§ Stated exercise 1
Retype the abstract about the bow-shaped thermal structure in the Venus atmosphere in full, with no changes.

§ Given text
A bow-shaped thermal structure traveling upstream of the zonal wind flow of Venus atmosphere
Abstract
The Longwave Infrared Camera (LIR) onboard the Japanese Venus orbiter Akatsuki acquires a snap shot of Venus in the middle infrared region, and provides a brightness temperature distribution at the cloud-top altitudes of about 65 km. Hundreds of images taken by LIR have been transferred to the ground since the successful Venus orbit insertion of Akatsuki on Dec. 7, 2015. Here we report that a bow shaped thermal structure extending from the northern high latitudes to the southern high latitudes was found in the brightness temperature map on Dec. 7, 2015, and that it lasted for four days at least surprisingly at almost same geographical position. The bow shape structure looks symmetrical with the equator, and consists of a high temperature region in east or upstream of the background strong westward wind or the super rotation of the Venus atmosphere followed by a low temperature region in west with an amplitude of 5 K. It appeared close to the evening terminator in the dayside, and seems not to have stayed in the same local time rather to have co-rotated with the slowly rotating ground where the western part of Aphrodite Continent was below the center of the bow shape. Meridionally aligned dark filaments similar to the bow shape structure in shape but in much smaller scale were also identified in the brightness temperature map on Dec. 7, and they propagated upstream of the zonal wind as well. The bow shape structure disappeared when LIR observed the same local time and longitude in the earliest opportunity on Jan. 16, 2016. Similar events, though their amplitudes were less than 1 K, were found on Apr. 15 and 26, 2016, but they appeared in different local times and longitudes. A simulation of a gravity wave generated in the lower atmosphere and propagating upward reproduces the observed bow shape structure. The bow shape structure could be a signature of transferring momentum from the ground to the upper atmosphere.

§ Stated exercise 2
Edit all of the entries below so that every "bbox_result" becomes "box_coords" and nothing else changes. Leave the pictures out of your answer.

§ Supplied material
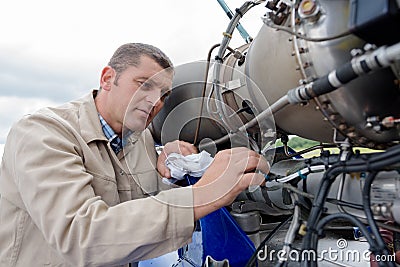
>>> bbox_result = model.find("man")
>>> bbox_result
[0,43,268,266]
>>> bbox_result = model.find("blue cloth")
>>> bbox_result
[99,114,123,154]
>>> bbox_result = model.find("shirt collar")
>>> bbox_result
[98,114,126,154]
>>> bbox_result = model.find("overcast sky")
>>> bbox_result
[0,0,266,147]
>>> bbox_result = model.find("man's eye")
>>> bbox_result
[160,91,171,101]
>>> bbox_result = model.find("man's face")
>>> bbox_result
[103,56,173,136]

§ Task result 1
A bow-shaped thermal structure traveling upstream of the zonal wind flow of Venus atmosphere
Abstract
The Longwave Infrared Camera (LIR) onboard the Japanese Venus orbiter Akatsuki acquires a snap shot of Venus in the middle infrared region, and provides a brightness temperature distribution at the cloud-top altitudes of about 65 km. Hundreds of images taken by LIR have been transferred to the ground since the successful Venus orbit insertion of Akatsuki on Dec. 7, 2015. Here we report that a bow shaped thermal structure extending from the northern high latitudes to the southern high latitudes was found in the brightness temperature map on Dec. 7, 2015, and that it lasted for four days at least surprisingly at almost same geographical position. The bow shape structure looks symmetrical with the equator, and consists of a high temperature region in east or upstream of the background strong westward wind or the super rotation of the Venus atmosphere followed by a low temperature region in west with an amplitude of 5 K. It appeared close to the evening terminator in the dayside, and seems not to have stayed in the same local time rather to have co-rotated with the slowly rotating ground where the western part of Aphrodite Continent was below the center of the bow shape. Meridionally aligned dark filaments similar to the bow shape structure in shape but in much smaller scale were also identified in the brightness temperature map on Dec. 7, and they propagated upstream of the zonal wind as well. The bow shape structure disappeared when LIR observed the same local time and longitude in the earliest opportunity on Jan. 16, 2016. Similar events, though their amplitudes were less than 1 K, were found on Apr. 15 and 26, 2016, but they appeared in different local times and longitudes. A simulation of a gravity wave generated in the lower atmosphere and propagating upward reproduces the observed bow shape structure. The bow shape structure could be a signature of transferring momentum from the ground to the upper atmosphere.

§ Task result 2
>>> box_coords = model.find("man")
>>> box_coords
[0,43,268,266]
>>> box_coords = model.find("blue cloth")
>>> box_coords
[99,114,123,154]
>>> box_coords = model.find("shirt collar")
>>> box_coords
[98,114,126,154]
>>> box_coords = model.find("overcast sky")
>>> box_coords
[0,0,266,147]
>>> box_coords = model.find("man's eye")
>>> box_coords
[160,91,171,101]
>>> box_coords = model.find("man's face")
>>> box_coords
[103,56,173,136]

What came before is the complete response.